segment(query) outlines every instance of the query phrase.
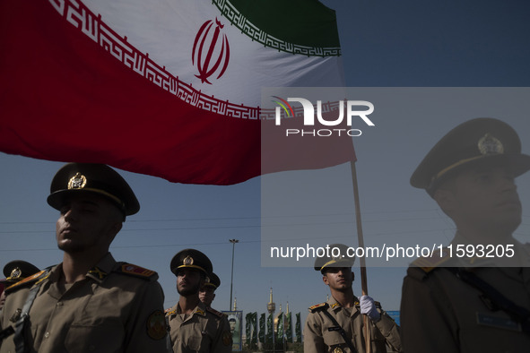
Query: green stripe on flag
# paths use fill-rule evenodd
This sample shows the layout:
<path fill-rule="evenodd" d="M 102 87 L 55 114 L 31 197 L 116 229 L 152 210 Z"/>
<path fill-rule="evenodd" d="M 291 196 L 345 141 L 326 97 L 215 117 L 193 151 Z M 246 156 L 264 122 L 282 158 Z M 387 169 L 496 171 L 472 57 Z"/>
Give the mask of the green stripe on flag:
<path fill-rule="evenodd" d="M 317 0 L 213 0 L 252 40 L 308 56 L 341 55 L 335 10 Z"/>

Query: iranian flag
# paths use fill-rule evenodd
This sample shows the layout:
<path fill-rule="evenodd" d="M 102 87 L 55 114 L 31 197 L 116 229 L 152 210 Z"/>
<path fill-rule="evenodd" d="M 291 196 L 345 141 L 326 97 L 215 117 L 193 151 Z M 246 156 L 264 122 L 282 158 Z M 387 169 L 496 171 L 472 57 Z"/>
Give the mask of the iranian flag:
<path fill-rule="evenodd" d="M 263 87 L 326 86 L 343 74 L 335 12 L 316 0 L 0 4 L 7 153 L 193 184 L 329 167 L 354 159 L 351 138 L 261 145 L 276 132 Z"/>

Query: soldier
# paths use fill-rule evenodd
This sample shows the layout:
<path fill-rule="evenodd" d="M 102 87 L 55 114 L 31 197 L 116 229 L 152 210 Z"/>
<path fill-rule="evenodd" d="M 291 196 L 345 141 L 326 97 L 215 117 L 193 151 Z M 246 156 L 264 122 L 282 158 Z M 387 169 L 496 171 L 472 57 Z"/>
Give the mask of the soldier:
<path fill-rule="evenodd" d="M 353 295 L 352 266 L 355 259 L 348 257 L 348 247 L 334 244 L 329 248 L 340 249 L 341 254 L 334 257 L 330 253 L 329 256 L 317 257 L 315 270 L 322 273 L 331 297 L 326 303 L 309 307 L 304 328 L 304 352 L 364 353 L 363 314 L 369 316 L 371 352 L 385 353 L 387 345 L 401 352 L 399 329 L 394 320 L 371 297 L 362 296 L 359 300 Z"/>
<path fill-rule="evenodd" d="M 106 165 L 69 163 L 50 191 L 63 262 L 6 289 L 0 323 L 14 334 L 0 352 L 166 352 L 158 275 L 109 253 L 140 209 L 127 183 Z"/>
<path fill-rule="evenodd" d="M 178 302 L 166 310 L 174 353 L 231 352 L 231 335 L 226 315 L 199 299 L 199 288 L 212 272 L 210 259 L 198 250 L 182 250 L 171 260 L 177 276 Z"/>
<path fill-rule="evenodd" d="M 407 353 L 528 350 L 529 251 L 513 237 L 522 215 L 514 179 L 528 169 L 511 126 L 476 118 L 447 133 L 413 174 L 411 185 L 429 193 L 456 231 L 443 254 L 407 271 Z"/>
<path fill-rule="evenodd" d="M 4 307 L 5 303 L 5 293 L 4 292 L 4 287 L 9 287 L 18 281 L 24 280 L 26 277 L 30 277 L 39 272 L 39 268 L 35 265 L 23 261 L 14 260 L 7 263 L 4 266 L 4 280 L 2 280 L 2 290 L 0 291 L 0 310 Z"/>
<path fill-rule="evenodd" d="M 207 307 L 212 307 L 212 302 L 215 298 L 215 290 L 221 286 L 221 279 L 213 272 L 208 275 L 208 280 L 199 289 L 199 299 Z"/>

──────

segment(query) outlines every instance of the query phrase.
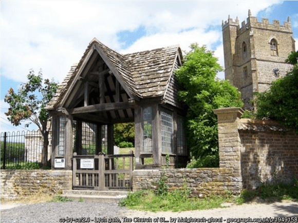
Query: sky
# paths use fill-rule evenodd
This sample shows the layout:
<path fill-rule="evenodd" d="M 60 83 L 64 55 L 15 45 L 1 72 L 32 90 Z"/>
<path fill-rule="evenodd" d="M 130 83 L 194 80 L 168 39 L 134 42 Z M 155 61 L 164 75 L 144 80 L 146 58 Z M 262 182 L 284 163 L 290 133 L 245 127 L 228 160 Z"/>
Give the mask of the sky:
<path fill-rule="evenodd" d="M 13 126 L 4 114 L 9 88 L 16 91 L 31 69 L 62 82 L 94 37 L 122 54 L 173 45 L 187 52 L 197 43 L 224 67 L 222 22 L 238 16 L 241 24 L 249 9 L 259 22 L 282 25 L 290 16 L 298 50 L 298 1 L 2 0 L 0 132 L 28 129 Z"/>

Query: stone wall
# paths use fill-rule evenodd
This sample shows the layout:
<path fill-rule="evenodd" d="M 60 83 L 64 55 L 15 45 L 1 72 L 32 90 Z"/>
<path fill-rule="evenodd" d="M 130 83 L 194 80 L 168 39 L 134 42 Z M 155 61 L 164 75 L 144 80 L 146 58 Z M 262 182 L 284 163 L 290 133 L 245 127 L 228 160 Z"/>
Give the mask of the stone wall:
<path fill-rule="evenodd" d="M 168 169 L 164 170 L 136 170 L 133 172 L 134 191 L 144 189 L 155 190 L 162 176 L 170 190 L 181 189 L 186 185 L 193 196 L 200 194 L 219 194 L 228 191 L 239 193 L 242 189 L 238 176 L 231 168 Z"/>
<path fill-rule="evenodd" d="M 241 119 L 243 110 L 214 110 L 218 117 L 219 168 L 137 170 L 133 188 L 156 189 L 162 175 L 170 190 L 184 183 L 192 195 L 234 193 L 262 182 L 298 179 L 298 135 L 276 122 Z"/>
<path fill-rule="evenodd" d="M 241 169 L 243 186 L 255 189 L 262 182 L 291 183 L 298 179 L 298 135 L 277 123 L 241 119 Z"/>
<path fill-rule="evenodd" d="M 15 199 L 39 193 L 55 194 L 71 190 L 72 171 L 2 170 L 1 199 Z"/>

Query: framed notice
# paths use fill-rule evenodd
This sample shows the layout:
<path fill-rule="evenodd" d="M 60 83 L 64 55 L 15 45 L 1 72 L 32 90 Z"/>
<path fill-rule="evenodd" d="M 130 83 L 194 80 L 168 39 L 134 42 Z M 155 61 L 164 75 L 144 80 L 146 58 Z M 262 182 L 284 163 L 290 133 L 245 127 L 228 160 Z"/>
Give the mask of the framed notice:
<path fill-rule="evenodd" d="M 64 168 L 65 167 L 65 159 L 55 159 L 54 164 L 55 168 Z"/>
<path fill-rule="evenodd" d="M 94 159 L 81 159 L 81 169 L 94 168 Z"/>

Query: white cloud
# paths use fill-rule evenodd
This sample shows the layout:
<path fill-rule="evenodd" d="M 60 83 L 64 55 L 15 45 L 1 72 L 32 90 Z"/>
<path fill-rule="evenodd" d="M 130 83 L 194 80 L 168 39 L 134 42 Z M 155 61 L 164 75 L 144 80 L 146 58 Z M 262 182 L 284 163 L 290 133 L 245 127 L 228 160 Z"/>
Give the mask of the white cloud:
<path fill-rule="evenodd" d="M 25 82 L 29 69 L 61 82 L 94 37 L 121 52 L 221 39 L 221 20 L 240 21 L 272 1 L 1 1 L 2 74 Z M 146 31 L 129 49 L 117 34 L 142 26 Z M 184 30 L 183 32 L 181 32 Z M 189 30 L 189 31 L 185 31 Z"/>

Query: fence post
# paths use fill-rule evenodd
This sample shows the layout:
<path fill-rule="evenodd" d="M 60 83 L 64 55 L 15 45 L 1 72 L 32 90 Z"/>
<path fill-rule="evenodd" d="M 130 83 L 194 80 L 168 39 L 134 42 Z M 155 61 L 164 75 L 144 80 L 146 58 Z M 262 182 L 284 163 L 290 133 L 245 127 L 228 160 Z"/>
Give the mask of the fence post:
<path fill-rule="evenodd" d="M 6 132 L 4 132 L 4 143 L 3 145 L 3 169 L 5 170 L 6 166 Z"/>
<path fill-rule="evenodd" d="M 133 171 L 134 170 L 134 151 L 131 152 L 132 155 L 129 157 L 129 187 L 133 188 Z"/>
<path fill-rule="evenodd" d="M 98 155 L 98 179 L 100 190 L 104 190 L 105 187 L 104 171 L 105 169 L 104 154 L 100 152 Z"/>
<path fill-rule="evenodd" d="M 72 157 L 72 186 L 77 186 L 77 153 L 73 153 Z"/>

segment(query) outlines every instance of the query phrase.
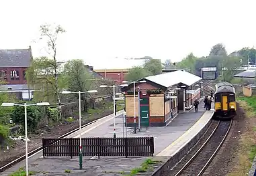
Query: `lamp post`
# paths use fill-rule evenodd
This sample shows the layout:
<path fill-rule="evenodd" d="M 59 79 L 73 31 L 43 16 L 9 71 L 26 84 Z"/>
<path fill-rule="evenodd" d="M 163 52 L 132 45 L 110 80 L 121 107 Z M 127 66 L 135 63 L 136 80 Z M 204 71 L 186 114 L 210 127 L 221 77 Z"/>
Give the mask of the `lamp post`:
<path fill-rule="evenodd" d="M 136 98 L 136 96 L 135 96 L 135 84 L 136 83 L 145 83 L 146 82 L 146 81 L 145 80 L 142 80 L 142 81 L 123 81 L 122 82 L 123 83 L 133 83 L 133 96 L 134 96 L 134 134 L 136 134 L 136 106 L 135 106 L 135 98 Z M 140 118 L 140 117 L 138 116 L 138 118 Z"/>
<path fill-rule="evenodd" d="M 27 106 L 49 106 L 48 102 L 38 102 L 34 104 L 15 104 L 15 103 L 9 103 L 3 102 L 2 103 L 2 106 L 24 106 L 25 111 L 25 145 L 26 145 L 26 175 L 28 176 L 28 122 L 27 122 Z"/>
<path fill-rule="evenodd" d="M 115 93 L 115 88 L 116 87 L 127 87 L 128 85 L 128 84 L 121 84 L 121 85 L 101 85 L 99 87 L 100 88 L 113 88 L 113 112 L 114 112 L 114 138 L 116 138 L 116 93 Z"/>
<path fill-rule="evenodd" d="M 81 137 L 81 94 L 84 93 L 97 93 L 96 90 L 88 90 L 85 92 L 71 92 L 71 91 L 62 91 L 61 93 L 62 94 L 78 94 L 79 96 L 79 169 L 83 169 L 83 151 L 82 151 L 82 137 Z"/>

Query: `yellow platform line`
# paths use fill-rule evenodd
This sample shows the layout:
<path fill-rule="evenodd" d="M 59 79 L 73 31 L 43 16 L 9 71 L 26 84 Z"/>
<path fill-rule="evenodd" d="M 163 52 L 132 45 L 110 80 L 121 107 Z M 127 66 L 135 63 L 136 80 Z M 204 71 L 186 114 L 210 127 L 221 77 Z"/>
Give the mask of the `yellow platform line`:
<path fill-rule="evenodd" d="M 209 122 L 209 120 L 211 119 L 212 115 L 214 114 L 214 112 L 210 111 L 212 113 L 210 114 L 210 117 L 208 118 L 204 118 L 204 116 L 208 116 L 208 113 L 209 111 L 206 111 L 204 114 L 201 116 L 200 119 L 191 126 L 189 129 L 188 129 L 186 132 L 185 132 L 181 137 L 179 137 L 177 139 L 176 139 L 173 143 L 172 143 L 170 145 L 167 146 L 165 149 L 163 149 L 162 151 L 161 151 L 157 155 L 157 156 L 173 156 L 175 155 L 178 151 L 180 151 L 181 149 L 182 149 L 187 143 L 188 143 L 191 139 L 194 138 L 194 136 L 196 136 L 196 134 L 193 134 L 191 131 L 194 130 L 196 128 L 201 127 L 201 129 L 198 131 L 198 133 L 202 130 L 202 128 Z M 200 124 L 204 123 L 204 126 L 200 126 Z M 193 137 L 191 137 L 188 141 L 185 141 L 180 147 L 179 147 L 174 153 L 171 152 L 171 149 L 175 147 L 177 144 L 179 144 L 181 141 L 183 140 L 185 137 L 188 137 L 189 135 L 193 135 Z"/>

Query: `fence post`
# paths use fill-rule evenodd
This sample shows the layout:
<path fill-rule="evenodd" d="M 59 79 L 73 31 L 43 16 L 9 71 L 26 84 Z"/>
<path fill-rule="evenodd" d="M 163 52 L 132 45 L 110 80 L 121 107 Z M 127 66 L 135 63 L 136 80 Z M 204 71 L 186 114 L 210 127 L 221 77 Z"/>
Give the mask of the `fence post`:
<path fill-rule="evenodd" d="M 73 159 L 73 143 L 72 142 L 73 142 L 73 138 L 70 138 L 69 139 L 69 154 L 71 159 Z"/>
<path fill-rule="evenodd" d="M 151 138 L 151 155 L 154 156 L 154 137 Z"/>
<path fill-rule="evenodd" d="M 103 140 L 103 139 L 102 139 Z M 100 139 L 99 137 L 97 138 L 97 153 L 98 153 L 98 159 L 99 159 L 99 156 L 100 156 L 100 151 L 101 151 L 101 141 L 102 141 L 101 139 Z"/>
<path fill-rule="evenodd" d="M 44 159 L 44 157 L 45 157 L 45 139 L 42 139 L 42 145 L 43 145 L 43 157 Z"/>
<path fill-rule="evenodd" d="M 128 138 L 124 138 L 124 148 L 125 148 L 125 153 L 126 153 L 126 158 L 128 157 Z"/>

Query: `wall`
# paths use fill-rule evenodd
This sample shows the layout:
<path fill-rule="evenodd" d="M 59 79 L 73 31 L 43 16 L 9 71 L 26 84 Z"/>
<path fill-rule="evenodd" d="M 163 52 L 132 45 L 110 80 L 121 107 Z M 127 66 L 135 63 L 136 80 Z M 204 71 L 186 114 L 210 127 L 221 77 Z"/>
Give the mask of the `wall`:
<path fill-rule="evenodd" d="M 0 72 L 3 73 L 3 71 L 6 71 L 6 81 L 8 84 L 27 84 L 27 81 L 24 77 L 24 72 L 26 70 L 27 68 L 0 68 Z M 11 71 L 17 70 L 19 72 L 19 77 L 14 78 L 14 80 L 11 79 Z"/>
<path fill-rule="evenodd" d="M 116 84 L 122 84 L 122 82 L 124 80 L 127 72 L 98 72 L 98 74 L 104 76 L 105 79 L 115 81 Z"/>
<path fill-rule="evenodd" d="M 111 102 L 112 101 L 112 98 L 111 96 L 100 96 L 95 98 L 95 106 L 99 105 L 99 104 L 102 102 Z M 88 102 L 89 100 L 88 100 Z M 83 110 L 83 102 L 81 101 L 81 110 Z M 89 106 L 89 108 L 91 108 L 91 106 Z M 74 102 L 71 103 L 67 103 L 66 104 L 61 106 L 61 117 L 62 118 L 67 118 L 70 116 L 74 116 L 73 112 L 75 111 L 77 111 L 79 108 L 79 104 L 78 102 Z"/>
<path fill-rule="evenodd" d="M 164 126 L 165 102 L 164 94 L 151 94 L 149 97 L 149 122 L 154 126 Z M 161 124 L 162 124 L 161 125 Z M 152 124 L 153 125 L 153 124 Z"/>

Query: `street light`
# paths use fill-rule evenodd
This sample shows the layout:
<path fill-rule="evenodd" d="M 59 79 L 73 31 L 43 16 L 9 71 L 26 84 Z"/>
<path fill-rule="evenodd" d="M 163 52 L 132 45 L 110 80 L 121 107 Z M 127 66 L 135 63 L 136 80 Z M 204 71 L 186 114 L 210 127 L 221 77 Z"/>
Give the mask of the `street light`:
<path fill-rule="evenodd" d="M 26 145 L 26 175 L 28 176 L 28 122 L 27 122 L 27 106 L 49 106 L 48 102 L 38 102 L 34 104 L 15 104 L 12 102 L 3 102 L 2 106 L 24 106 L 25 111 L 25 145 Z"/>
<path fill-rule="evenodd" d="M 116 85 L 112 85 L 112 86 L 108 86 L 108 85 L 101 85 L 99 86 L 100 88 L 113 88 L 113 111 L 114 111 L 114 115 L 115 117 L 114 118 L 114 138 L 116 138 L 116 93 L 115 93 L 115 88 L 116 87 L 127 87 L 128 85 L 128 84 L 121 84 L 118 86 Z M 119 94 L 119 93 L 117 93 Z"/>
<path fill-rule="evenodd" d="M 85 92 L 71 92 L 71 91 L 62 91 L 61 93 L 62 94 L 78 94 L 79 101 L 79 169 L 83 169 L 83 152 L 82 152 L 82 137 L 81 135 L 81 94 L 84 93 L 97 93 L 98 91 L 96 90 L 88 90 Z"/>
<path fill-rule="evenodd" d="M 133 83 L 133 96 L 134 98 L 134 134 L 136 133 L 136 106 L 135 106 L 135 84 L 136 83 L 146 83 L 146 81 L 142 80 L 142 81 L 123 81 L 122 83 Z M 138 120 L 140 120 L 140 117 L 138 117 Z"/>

──────

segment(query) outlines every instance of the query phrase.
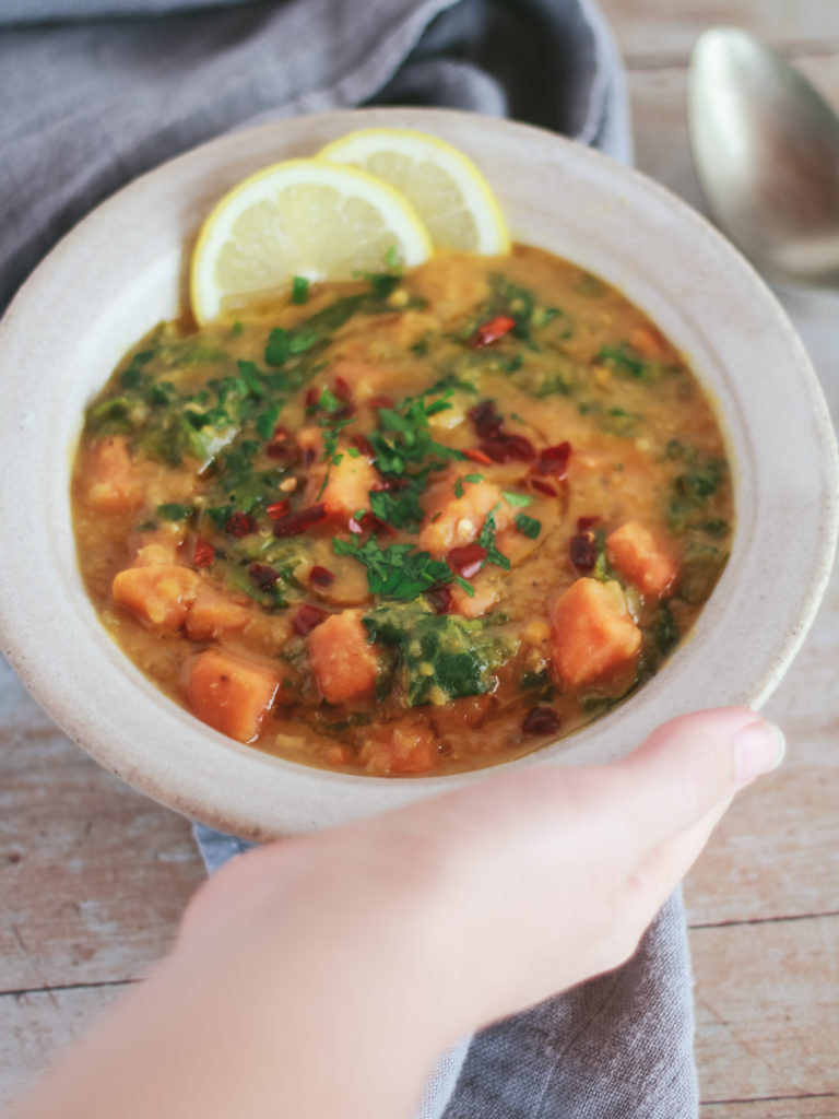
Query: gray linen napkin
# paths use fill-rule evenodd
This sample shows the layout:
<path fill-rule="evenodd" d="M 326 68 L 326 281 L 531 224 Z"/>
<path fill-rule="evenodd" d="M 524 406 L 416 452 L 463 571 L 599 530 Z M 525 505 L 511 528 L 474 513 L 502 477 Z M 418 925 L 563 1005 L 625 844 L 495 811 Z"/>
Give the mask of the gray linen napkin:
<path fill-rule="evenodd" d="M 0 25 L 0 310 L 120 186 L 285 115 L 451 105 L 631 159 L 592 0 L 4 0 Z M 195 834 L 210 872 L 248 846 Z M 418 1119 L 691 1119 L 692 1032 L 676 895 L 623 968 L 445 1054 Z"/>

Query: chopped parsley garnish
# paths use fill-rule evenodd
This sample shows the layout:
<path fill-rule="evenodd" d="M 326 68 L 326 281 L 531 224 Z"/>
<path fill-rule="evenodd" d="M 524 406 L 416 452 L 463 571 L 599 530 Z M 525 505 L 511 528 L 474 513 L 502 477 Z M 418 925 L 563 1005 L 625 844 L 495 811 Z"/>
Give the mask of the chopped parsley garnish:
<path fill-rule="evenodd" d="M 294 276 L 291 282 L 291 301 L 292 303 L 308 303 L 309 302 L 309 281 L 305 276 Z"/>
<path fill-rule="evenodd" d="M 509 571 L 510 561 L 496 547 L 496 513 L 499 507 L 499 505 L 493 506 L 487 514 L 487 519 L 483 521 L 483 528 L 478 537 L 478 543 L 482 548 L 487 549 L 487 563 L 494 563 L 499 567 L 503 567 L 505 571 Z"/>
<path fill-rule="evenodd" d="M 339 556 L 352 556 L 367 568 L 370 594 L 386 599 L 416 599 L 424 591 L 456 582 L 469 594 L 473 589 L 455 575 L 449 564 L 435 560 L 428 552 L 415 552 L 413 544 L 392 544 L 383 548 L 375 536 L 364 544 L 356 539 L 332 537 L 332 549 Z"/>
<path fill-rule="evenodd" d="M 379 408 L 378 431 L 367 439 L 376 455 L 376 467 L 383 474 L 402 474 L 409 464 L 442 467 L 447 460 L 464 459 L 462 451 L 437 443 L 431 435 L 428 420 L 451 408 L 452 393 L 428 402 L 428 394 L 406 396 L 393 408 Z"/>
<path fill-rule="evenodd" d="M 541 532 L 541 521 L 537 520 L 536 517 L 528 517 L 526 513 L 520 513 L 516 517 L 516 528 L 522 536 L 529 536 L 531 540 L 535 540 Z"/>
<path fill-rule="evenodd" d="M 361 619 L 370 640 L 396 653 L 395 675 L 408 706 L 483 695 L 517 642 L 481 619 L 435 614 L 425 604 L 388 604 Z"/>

──────

* _What to do_: Copy the data from the line with "Query: white cloud" to the line with "Give the mask of the white", keeping every line unchanged.

* _The completed task_:
Query: white cloud
# paths use fill-rule evenodd
This sample shows the layout:
<path fill-rule="evenodd" d="M 60 83 L 64 55 L 15 45 L 1 72 L 32 90 Z"/>
<path fill-rule="evenodd" d="M 130 83 L 194 80 L 168 39 L 134 42 Z M 155 61 L 164 75 L 144 80 L 146 58 Z M 262 182 L 284 163 L 290 133 L 245 127 L 228 160 Z"/>
Give the mask of the white cloud:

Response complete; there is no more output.